§ GIVEN REQUEST: Transcribe every line exactly. Leave the pictures behind.

§ RECORDS FOR THE EXERCISE:

+ + + + +

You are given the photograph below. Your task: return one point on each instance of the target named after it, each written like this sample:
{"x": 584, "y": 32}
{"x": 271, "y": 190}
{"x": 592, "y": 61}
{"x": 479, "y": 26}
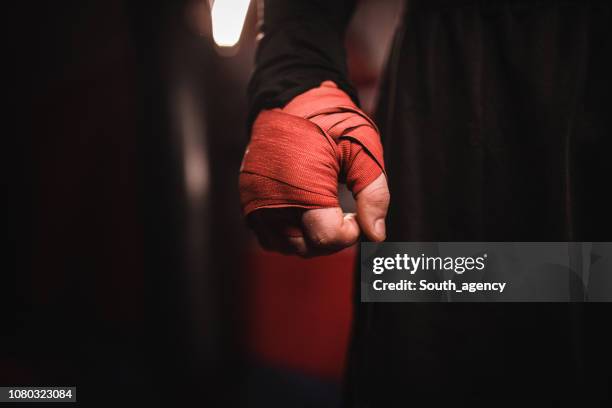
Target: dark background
{"x": 130, "y": 272}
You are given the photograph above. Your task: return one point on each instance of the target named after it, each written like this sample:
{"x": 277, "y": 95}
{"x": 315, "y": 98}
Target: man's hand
{"x": 291, "y": 169}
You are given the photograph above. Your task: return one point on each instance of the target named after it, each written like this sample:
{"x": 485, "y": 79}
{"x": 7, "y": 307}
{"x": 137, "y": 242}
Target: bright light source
{"x": 227, "y": 20}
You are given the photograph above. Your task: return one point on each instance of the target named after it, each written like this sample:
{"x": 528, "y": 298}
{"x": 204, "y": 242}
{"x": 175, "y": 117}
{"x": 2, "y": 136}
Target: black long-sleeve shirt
{"x": 302, "y": 45}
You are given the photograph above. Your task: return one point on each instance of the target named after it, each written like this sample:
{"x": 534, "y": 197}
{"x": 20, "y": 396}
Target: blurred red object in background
{"x": 300, "y": 311}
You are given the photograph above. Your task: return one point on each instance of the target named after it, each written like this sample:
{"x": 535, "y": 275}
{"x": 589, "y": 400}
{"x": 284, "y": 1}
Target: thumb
{"x": 372, "y": 205}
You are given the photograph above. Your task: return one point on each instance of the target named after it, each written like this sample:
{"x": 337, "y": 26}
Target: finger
{"x": 372, "y": 205}
{"x": 329, "y": 230}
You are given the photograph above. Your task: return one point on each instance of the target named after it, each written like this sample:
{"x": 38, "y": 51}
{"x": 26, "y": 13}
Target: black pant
{"x": 494, "y": 117}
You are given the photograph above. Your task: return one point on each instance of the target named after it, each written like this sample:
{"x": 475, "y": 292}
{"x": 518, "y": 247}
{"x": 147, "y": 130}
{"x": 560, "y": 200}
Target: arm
{"x": 302, "y": 45}
{"x": 308, "y": 134}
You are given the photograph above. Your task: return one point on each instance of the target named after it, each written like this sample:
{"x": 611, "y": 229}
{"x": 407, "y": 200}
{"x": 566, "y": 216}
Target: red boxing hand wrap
{"x": 298, "y": 154}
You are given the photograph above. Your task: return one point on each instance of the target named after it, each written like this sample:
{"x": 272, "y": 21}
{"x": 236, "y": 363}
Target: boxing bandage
{"x": 298, "y": 154}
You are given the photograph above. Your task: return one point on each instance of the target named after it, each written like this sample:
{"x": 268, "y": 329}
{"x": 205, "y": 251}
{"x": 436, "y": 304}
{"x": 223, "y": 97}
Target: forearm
{"x": 302, "y": 45}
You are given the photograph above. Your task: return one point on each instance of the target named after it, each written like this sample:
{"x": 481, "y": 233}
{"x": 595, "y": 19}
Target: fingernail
{"x": 379, "y": 228}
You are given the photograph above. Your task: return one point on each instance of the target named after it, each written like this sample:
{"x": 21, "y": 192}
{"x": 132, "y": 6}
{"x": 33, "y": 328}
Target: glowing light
{"x": 227, "y": 21}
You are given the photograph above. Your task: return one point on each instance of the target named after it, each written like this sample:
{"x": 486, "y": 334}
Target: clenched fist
{"x": 291, "y": 169}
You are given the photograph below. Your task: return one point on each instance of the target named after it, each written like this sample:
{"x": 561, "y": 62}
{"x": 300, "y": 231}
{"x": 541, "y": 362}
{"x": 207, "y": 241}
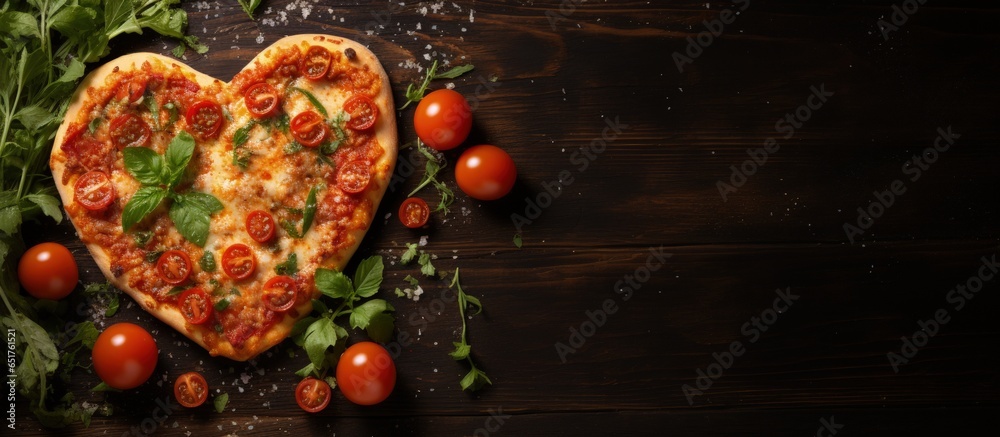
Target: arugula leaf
{"x": 333, "y": 284}
{"x": 414, "y": 94}
{"x": 475, "y": 379}
{"x": 368, "y": 276}
{"x": 249, "y": 6}
{"x": 220, "y": 401}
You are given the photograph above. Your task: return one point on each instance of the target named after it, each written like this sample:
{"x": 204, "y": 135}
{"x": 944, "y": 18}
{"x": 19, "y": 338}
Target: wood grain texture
{"x": 655, "y": 186}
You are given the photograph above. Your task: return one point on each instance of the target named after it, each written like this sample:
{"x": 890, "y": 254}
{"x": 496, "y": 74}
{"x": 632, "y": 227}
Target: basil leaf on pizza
{"x": 253, "y": 192}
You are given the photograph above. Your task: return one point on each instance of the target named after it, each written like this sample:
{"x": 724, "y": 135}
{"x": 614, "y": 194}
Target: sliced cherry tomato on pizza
{"x": 280, "y": 293}
{"x": 205, "y": 118}
{"x": 125, "y": 356}
{"x": 354, "y": 177}
{"x": 133, "y": 88}
{"x": 443, "y": 119}
{"x": 48, "y": 271}
{"x": 238, "y": 261}
{"x": 414, "y": 212}
{"x": 485, "y": 172}
{"x": 262, "y": 100}
{"x": 191, "y": 389}
{"x": 309, "y": 129}
{"x": 316, "y": 63}
{"x": 313, "y": 395}
{"x": 366, "y": 373}
{"x": 260, "y": 226}
{"x": 195, "y": 305}
{"x": 128, "y": 130}
{"x": 174, "y": 267}
{"x": 363, "y": 112}
{"x": 94, "y": 190}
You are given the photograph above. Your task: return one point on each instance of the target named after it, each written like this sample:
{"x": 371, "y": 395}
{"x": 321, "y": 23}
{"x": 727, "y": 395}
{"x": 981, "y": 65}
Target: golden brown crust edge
{"x": 385, "y": 132}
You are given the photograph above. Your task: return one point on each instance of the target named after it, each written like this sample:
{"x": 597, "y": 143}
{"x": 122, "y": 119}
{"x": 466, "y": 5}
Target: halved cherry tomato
{"x": 414, "y": 212}
{"x": 48, "y": 271}
{"x": 366, "y": 373}
{"x": 312, "y": 395}
{"x": 133, "y": 88}
{"x": 315, "y": 63}
{"x": 280, "y": 293}
{"x": 485, "y": 172}
{"x": 309, "y": 129}
{"x": 443, "y": 119}
{"x": 354, "y": 177}
{"x": 260, "y": 226}
{"x": 238, "y": 261}
{"x": 94, "y": 190}
{"x": 128, "y": 130}
{"x": 191, "y": 389}
{"x": 205, "y": 118}
{"x": 125, "y": 356}
{"x": 195, "y": 305}
{"x": 174, "y": 267}
{"x": 262, "y": 100}
{"x": 362, "y": 110}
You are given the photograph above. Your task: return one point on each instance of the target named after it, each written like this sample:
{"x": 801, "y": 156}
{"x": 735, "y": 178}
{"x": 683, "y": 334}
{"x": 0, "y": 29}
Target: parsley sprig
{"x": 434, "y": 166}
{"x": 476, "y": 378}
{"x": 414, "y": 94}
{"x": 322, "y": 337}
{"x": 160, "y": 175}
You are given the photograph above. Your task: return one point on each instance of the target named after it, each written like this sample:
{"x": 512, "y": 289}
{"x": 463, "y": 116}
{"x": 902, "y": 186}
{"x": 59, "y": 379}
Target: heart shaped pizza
{"x": 212, "y": 204}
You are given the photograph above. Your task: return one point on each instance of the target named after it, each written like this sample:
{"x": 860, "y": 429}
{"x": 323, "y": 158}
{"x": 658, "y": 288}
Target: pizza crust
{"x": 386, "y": 135}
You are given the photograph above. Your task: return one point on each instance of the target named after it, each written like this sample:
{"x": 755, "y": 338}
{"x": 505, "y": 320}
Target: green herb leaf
{"x": 310, "y": 211}
{"x": 380, "y": 327}
{"x": 425, "y": 264}
{"x": 177, "y": 157}
{"x": 207, "y": 262}
{"x": 461, "y": 351}
{"x": 220, "y": 401}
{"x": 415, "y": 94}
{"x": 289, "y": 267}
{"x": 312, "y": 99}
{"x": 362, "y": 314}
{"x": 333, "y": 284}
{"x": 145, "y": 165}
{"x": 191, "y": 220}
{"x": 318, "y": 337}
{"x": 141, "y": 204}
{"x": 409, "y": 254}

+ + + + +

§ FINISHED EXERCISE:
You are given the photograph below. Your task: return one point on each instance of the target named after it, each written like this sample:
{"x": 584, "y": 32}
{"x": 271, "y": 190}
{"x": 592, "y": 61}
{"x": 479, "y": 26}
Target: dark background
{"x": 130, "y": 272}
You are given the photograph above. Your task: return one point on each instance of the target named after it, each written like this sample:
{"x": 277, "y": 95}
{"x": 315, "y": 98}
Target: man's hand
{"x": 291, "y": 169}
You are given the photograph above. Your task: return one point on each instance of the target named after it, each written like this sample:
{"x": 485, "y": 79}
{"x": 7, "y": 307}
{"x": 137, "y": 242}
Target: bright light source
{"x": 227, "y": 20}
You are given the photograph above. Your task: return one point on each instance of the target named after it, each written like this sample:
{"x": 528, "y": 298}
{"x": 204, "y": 242}
{"x": 175, "y": 117}
{"x": 2, "y": 136}
Target: black long-sleeve shirt
{"x": 302, "y": 45}
You are given the photograph above. Your task: return one point on each instance of the target named after it, each written like this sample:
{"x": 534, "y": 197}
{"x": 20, "y": 396}
Target: blurred red object in background
{"x": 300, "y": 311}
You are given the photograph above. Your task: return one point on each instance of the target named after it, each written like this sample:
{"x": 535, "y": 275}
{"x": 589, "y": 400}
{"x": 284, "y": 1}
Target: thumb
{"x": 372, "y": 205}
You are given the photograph above. Your task: return one point on each instance of the target named after it, each written like this sample:
{"x": 337, "y": 26}
Target: finger
{"x": 372, "y": 205}
{"x": 329, "y": 230}
You are given the photograph above. Your task: return one point on each instance of the target named after it, each written like this sample:
{"x": 38, "y": 51}
{"x": 26, "y": 13}
Target: black pant
{"x": 494, "y": 117}
You are given the photograph above. Your task: return one point on each instance of the target named after it, each written like this sample:
{"x": 475, "y": 292}
{"x": 518, "y": 247}
{"x": 147, "y": 130}
{"x": 560, "y": 200}
Target: arm
{"x": 302, "y": 45}
{"x": 308, "y": 134}
You are given the photograph above. Your task: return one point on each instance of the target named after it, each written like this sample:
{"x": 611, "y": 229}
{"x": 407, "y": 200}
{"x": 566, "y": 216}
Target: red boxing hand wrap
{"x": 298, "y": 154}
You are given the photograph above. Your task: return one point on each instance of the target named after it, each written like this sample:
{"x": 272, "y": 21}
{"x": 236, "y": 363}
Target: boxing bandage
{"x": 298, "y": 154}
You are given the photograph above. Your task: return one point on each instance of the target named after it, each written like this sample:
{"x": 268, "y": 329}
{"x": 205, "y": 251}
{"x": 436, "y": 304}
{"x": 223, "y": 97}
Target: forearm
{"x": 302, "y": 45}
You are given the photograph above. Your task: return one point on each instance of the target named after it, each written like this sample:
{"x": 481, "y": 233}
{"x": 595, "y": 19}
Target: fingernail
{"x": 379, "y": 228}
You are given the photograph above. Your task: return one point on each instance of the target named after it, each written like this sample:
{"x": 21, "y": 192}
{"x": 132, "y": 6}
{"x": 33, "y": 328}
Target: glowing light
{"x": 227, "y": 21}
You are given the photograph above. Your task: return one point on each instance of the target named after it, each written like this sample:
{"x": 486, "y": 334}
Target: clenched fist
{"x": 291, "y": 169}
You are given the photograph below. Your task: return one point on each instance of the target named after it, each written like this sample:
{"x": 561, "y": 62}
{"x": 300, "y": 231}
{"x": 541, "y": 362}
{"x": 207, "y": 241}
Target: arugula leaf
{"x": 333, "y": 284}
{"x": 414, "y": 94}
{"x": 475, "y": 379}
{"x": 368, "y": 276}
{"x": 249, "y": 6}
{"x": 220, "y": 401}
You are given the photograph above. Your task: return one point on each instance of the target named after it, each written like this sample:
{"x": 204, "y": 135}
{"x": 944, "y": 18}
{"x": 19, "y": 338}
Target: wood grain texture
{"x": 655, "y": 186}
You are given the photograph above. Your task: return one point on each instance of the target named after it, each written like this sample:
{"x": 890, "y": 254}
{"x": 496, "y": 74}
{"x": 632, "y": 227}
Target: basil leaf on pizza
{"x": 253, "y": 192}
You are given the photograph above. Your task: return one point on each instance of the target named after it, each written like this sample:
{"x": 724, "y": 135}
{"x": 614, "y": 194}
Target: sliced cherry tomato on pizza
{"x": 280, "y": 293}
{"x": 205, "y": 118}
{"x": 125, "y": 356}
{"x": 354, "y": 177}
{"x": 133, "y": 88}
{"x": 443, "y": 119}
{"x": 48, "y": 271}
{"x": 238, "y": 261}
{"x": 414, "y": 212}
{"x": 485, "y": 172}
{"x": 262, "y": 100}
{"x": 191, "y": 389}
{"x": 309, "y": 129}
{"x": 316, "y": 63}
{"x": 313, "y": 395}
{"x": 366, "y": 373}
{"x": 260, "y": 226}
{"x": 195, "y": 305}
{"x": 128, "y": 130}
{"x": 174, "y": 267}
{"x": 363, "y": 112}
{"x": 94, "y": 190}
You are given the photograph above. Your task: return one point on each instance of the target named after it, each written like this sample:
{"x": 371, "y": 395}
{"x": 321, "y": 23}
{"x": 727, "y": 395}
{"x": 981, "y": 65}
Target: golden brown crust edge
{"x": 385, "y": 132}
You are given the photograph above. Your task: return one point on each instance of the target named after it, each written like this sample:
{"x": 597, "y": 143}
{"x": 122, "y": 119}
{"x": 466, "y": 5}
Target: halved cherry tomato
{"x": 414, "y": 212}
{"x": 48, "y": 271}
{"x": 366, "y": 373}
{"x": 312, "y": 395}
{"x": 133, "y": 88}
{"x": 315, "y": 63}
{"x": 280, "y": 293}
{"x": 485, "y": 172}
{"x": 309, "y": 129}
{"x": 443, "y": 119}
{"x": 354, "y": 177}
{"x": 260, "y": 226}
{"x": 238, "y": 261}
{"x": 94, "y": 190}
{"x": 128, "y": 130}
{"x": 191, "y": 389}
{"x": 205, "y": 118}
{"x": 125, "y": 356}
{"x": 195, "y": 305}
{"x": 174, "y": 267}
{"x": 262, "y": 100}
{"x": 362, "y": 110}
You are given the photograph above. Your task: return one point on each instance of the target named after it, each written like this sample:
{"x": 801, "y": 156}
{"x": 735, "y": 178}
{"x": 683, "y": 334}
{"x": 0, "y": 29}
Target: parsley sprig
{"x": 434, "y": 166}
{"x": 476, "y": 378}
{"x": 414, "y": 94}
{"x": 322, "y": 337}
{"x": 160, "y": 175}
You are given the photograph above. Your task: return one point on each instance of the target named after it, each written like this sample:
{"x": 512, "y": 289}
{"x": 463, "y": 116}
{"x": 902, "y": 186}
{"x": 59, "y": 379}
Target: heart shaped pizza
{"x": 212, "y": 204}
You are given the photograph above. Your task: return one point on each instance of the target named after it, each written like this sample:
{"x": 860, "y": 429}
{"x": 323, "y": 158}
{"x": 658, "y": 288}
Target: pizza crust
{"x": 386, "y": 135}
You are given the photograph above. Your task: return one point on each instance of the target named after it, each written like this sample:
{"x": 755, "y": 338}
{"x": 505, "y": 320}
Target: green herb leaf
{"x": 310, "y": 211}
{"x": 380, "y": 327}
{"x": 425, "y": 264}
{"x": 177, "y": 157}
{"x": 207, "y": 262}
{"x": 461, "y": 351}
{"x": 220, "y": 401}
{"x": 415, "y": 94}
{"x": 289, "y": 267}
{"x": 312, "y": 99}
{"x": 362, "y": 314}
{"x": 333, "y": 284}
{"x": 145, "y": 165}
{"x": 191, "y": 220}
{"x": 318, "y": 337}
{"x": 141, "y": 204}
{"x": 409, "y": 254}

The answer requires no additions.